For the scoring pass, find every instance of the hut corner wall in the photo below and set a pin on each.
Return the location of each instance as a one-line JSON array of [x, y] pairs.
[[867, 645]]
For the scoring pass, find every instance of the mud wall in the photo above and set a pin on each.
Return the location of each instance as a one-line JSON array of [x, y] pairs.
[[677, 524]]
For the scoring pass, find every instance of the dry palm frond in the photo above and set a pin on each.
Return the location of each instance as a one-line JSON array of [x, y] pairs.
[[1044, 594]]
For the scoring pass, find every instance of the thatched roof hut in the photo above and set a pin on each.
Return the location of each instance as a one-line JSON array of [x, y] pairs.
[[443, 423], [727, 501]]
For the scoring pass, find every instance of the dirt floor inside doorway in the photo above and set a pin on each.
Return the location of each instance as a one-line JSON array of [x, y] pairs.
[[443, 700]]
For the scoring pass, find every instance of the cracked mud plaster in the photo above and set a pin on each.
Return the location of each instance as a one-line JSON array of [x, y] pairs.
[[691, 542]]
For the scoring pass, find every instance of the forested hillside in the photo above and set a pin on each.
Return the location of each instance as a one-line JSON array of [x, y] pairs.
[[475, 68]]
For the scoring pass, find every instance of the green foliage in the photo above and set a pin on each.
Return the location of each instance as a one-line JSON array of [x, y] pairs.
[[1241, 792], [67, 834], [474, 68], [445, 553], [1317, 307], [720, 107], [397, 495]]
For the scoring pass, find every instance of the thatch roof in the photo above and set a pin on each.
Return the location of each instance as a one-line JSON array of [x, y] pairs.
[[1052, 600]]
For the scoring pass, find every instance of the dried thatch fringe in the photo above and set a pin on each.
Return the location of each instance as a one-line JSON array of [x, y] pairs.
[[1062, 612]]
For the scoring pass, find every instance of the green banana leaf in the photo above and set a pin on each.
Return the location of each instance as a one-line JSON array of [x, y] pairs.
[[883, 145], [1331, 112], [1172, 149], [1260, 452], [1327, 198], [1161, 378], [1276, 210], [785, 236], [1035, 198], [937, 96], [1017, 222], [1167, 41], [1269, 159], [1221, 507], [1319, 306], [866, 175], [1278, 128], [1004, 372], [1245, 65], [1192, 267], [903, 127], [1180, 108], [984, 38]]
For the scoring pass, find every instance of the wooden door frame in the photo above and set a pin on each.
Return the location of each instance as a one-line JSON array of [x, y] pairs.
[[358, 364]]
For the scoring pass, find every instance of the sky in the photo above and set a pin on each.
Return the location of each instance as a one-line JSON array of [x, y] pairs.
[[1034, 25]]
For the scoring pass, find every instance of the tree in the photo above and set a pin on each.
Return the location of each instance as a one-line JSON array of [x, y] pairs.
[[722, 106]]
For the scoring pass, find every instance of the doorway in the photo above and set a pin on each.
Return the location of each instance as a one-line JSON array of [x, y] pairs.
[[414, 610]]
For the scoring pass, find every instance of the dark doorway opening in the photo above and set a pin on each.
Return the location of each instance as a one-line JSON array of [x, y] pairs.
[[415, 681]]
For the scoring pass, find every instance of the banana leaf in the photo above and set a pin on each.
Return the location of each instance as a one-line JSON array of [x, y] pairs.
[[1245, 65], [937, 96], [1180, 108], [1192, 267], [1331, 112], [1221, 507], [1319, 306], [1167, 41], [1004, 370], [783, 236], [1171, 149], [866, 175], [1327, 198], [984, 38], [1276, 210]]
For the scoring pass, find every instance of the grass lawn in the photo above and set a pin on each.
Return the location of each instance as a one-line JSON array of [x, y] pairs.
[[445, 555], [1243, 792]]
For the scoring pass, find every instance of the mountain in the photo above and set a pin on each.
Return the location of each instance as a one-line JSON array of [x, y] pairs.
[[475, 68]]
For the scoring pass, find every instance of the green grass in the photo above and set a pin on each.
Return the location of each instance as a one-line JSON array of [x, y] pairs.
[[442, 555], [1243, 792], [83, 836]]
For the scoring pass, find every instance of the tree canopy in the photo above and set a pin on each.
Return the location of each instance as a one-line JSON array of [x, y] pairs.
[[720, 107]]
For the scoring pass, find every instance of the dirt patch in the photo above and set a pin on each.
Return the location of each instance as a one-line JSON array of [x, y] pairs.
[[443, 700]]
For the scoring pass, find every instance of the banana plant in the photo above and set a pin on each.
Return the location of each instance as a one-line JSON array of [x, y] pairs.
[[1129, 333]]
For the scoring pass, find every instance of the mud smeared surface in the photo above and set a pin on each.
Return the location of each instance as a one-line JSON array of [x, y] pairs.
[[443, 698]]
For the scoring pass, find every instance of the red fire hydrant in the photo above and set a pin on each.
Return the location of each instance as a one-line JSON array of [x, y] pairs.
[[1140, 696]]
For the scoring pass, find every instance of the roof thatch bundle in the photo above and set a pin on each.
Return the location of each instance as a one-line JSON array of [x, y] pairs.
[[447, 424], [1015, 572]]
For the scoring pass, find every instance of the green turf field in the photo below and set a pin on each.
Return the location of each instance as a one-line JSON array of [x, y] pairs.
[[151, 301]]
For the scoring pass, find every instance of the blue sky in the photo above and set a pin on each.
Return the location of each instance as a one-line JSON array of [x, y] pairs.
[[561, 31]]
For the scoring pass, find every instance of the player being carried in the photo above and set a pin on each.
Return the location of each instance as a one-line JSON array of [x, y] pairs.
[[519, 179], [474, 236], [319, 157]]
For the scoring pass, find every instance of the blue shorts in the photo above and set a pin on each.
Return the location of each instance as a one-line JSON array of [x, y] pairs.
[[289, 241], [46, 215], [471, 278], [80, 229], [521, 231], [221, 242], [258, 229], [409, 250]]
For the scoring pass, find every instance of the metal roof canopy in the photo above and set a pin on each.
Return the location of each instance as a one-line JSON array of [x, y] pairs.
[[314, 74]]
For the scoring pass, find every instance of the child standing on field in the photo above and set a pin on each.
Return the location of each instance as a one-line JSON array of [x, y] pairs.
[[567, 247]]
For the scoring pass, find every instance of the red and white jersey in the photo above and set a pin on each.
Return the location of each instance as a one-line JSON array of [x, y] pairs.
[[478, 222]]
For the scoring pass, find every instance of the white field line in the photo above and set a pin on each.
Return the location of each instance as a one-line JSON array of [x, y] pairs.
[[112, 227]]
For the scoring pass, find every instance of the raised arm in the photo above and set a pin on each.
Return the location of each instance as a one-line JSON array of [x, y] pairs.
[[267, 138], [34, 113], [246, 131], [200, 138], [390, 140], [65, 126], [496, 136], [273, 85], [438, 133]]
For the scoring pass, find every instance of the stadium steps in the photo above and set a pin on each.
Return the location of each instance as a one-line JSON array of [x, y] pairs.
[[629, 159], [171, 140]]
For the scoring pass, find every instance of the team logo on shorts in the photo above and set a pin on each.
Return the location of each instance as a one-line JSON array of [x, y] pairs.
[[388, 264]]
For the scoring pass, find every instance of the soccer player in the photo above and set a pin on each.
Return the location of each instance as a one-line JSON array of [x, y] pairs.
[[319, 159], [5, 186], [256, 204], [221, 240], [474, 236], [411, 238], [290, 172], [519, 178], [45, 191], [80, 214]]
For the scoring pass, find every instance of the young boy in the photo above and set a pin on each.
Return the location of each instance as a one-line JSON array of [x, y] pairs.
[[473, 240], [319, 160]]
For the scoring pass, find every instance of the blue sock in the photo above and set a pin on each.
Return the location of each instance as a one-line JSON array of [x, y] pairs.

*****

(GOAL OF THE EXERCISE)
Can you output every line of the items above as a JSON list of strings, one string per line, with blank lines left out?

(PROBLEM SOLUTION)
[
  "For the scoring pass, find every instance of the hut corner wall in the photo below and set a pin on each.",
  "Return the location of each instance as a one-line JSON array of [x, y] pairs.",
  "[[867, 645]]",
  "For the scoring pass, find every instance of the mud wall in the photo above and set a pin on each.",
  "Return the location of each instance as a one-line JSON array of [x, y] pairs.",
  "[[677, 524]]",
  "For the scoring pass, find every instance of the dry palm frond in the photo above and set a pin on each.",
  "Return the location of each instance as a one-line JSON array of [x, y] pairs.",
  "[[1044, 594]]",
  "For the scoring pass, find every instance of the thatched roof hut in the photo above and set a pin on each.",
  "Return the location of each instance as a one-line JSON array of [x, y] pairs.",
  "[[443, 423], [727, 501]]",
  "For the scoring pass, find every instance of the dirt floor inside doorway in the photo above and set a pin on each.",
  "Return the location of each instance as a one-line JSON array of [x, y] pairs.",
  "[[443, 700]]",
  "For the scoring pass, find every instance of the cracked mud plaster in the photo above and set a pin on each.",
  "Return the location of each instance as a one-line JSON array of [x, y] pairs.",
  "[[691, 542]]",
  "For the scoring pass, find every instance of the forested hillside in the photo above and set a pin on each.",
  "Return the location of each instance as a one-line JSON array of [x, y] pairs.",
  "[[475, 68]]",
  "For the scoring pass, find every instance of the green foliage in the photo above and set a pin on each.",
  "Return the location of each instance as a one-line JSON array of [x, y] pairs.",
  "[[1241, 792], [67, 834], [474, 68], [445, 553], [1317, 307], [720, 107], [397, 495]]",
  "For the scoring pass, find every instance of the thatch roof in the photo above and set a pin on each.",
  "Return the location of each instance as a one-line JSON array of [x, y] pairs.",
  "[[1052, 600]]",
  "For the scoring pass, find every instance of the dried thatch fringe in the photo above and set a pin on each.",
  "Return the location of each instance as a one-line JSON array of [x, y] pairs.",
  "[[1062, 612]]",
  "For the scoring pass, find every instance of the green banana leaf in the photo above and set a pin on each.",
  "Return the location of each instance as a one-line JSON array of [x, y] pairs.",
  "[[883, 145], [1331, 112], [1172, 149], [1260, 452], [1327, 198], [1161, 378], [1276, 210], [785, 236], [1035, 198], [937, 96], [1017, 222], [1167, 41], [1269, 159], [1221, 507], [1319, 306], [866, 175], [1278, 128], [1004, 372], [1245, 65], [1192, 267], [903, 127], [1180, 108], [984, 38]]",
  "For the scoring pass, find every instance of the wooden door frame in the photo above and set a pin on each.",
  "Return the location of each instance as a one-line JSON array of [x, y] pairs.",
  "[[358, 364]]",
  "For the scoring pass, find every instance of the sky in the photo above and set a pin on each.",
  "Return the location of each instance as a one-line JSON array of [x, y] pairs.",
  "[[1034, 25]]",
  "For the scoring pass, find every instance of the tree in the photo above and set a pin on each.",
  "Return the location of each instance as a one-line JSON array of [x, y] pairs.",
  "[[722, 106]]",
  "For the scoring pass, find every instance of the doorway in the photo above and set a pin on each.",
  "Return the location of each instance as a one-line JSON array of [x, y] pairs.",
  "[[414, 610]]",
  "For the scoring pass, find every instance of the dark doorway opening in the photo above and set a pin on each.",
  "Return the location of each instance as a one-line JSON array of [x, y] pairs.",
  "[[415, 681]]",
  "For the scoring pass, find every instance of the banana leaf in the photo above and set a pin on each.",
  "Return the location of each instance as a one-line JSON array of [x, y] pairs.",
  "[[1245, 65], [937, 96], [1180, 108], [1192, 267], [1331, 112], [1221, 507], [1319, 306], [1167, 41], [1004, 370], [783, 236], [1171, 149], [866, 175], [1327, 198], [984, 38], [1276, 210]]",
  "For the scoring pass, find every instance of the grass lawn in the photo above and set a pin on each.",
  "Return the location of each instance as a one-line JSON array of [x, y] pairs.",
  "[[445, 555], [1243, 792]]",
  "For the scoring pass, find every instance of the mountain in the photo above and set a pin on each.",
  "Return the location of each instance as a one-line JSON array of [x, y] pairs.",
  "[[475, 68]]",
  "For the scoring pass, find every instance of the green grass in the photo above and set a pin on each.",
  "Return the location of each instance as a one-line JSON array of [x, y] pairs.",
  "[[442, 555], [1243, 792], [83, 836]]",
  "For the scoring pass, find every instance of the tree canopy in the photo above and set a pin on each.",
  "Return the location of each instance as a one-line JSON array of [x, y] pairs.",
  "[[720, 107]]",
  "For the scoring pass, find every instance of the dirt patch in the photo above and set a pin on each.",
  "Return the location of each instance as a one-line JSON array of [x, y] pairs.",
  "[[443, 700]]",
  "For the scoring pass, find every instance of the banana plant in the photo above and set a pin on each.",
  "Return the location of each instance as a one-line JSON array of [x, y] pairs.",
  "[[1129, 333]]",
  "For the scoring pass, find every instance of the mud smeared surface in the photo above and set a pin on each.",
  "Return the location of each instance as a one-line JSON array of [x, y] pairs.",
  "[[443, 698]]",
  "For the scoring pass, find every instance of the red fire hydrant in the photo above and set a pin on each.",
  "Return the location of each instance as a one-line JSON array of [x, y] pairs.",
  "[[1140, 696]]",
  "For the scoring pass, find every instance of the roof thatch bundle in the photo above and set a pin on each.",
  "Return the location of each instance as a one-line JSON array of [x, y] pairs.",
  "[[447, 424], [1015, 572]]",
  "For the scoring pass, find every instance of the green turf field in the photo below and set a pin on each.",
  "Return the location of each instance as a one-line JSON array of [x, y] pairs.",
  "[[151, 301]]",
  "For the scoring pass, find every instance of the blue sky in the photo above and set a pin on each.",
  "Return the location of each instance as a one-line JSON array of [x, y] pairs.",
  "[[561, 31]]",
  "For the scoring pass, find every instance of the player being carried in the photo above and set a pin on each.",
  "Return the location of each instance as a one-line JSON array of [x, y] pairs.",
  "[[519, 179], [474, 236], [319, 157]]",
  "For the scoring pass, find every instance of the blue shorts in the photo above and set a pin on each.",
  "Return the location of each instance as a one-line JSON array of [x, y] pairs.",
  "[[289, 241], [46, 215], [471, 278], [80, 229], [521, 231], [221, 242], [258, 229], [409, 250]]",
  "For the scoring pass, find every instance of the metal roof canopy in the photo above and set a pin on each.",
  "Return the location of each instance as a one-line JSON array of [x, y] pairs.",
  "[[314, 74]]",
  "For the scoring pass, find every instance of the child standing on field in the photo above and set a pin on each.",
  "Return the location of each instance as a one-line JSON array of [x, y] pairs.",
  "[[567, 247]]",
  "For the scoring pass, find every instance of the red and white jersey in the photo above and set a pin on each.",
  "Return the location of each instance as a one-line JSON array of [x, y] pairs.",
  "[[478, 222]]",
  "For the scoring pass, find every instance of the white field line in the photo above and set a pin on each.",
  "Return the location of each instance as a one-line JSON array of [x, y] pairs.",
  "[[112, 227]]",
  "For the scoring pass, find every instance of the raised arm in the photo above and set a pin on each.",
  "Return the location of each instance as a one-line JSON array of [x, y] pairs.",
  "[[267, 138], [34, 113], [246, 131], [200, 138], [390, 140], [65, 126], [496, 136], [273, 85], [438, 133]]",
  "For the scoring pass, find every instance of the stadium steps in the photo above and set a pin on each.",
  "Return the location of each instance as a one-line JSON array of [x, y] pairs.",
  "[[629, 159], [171, 140]]",
  "For the scoring pass, find every instance of the team logo on shorts in the photo above and set a pin on each.",
  "Return the location of each instance as a one-line JSON array of [x, y] pairs.",
  "[[388, 264]]",
  "For the scoring pass, find every instance of the soccer player in the photo above and set a pin on each.",
  "Return the location of each instance as a one-line JSON array of [x, y] pairs.",
  "[[319, 159], [5, 186], [256, 204], [221, 240], [474, 236], [411, 238], [290, 172], [519, 178], [45, 191], [80, 214]]",
  "For the scoring pass, find every instance of the young boy in the photo above and set a pin on each.",
  "Return the location of each instance as a one-line JSON array of [x, y] pairs.",
  "[[473, 240], [319, 160]]",
  "For the scoring pass, find every instance of the blue sock in the photo above and set a pin on each.",
  "Return the location of each instance as a one-line JSON array of [x, y] pairs."
]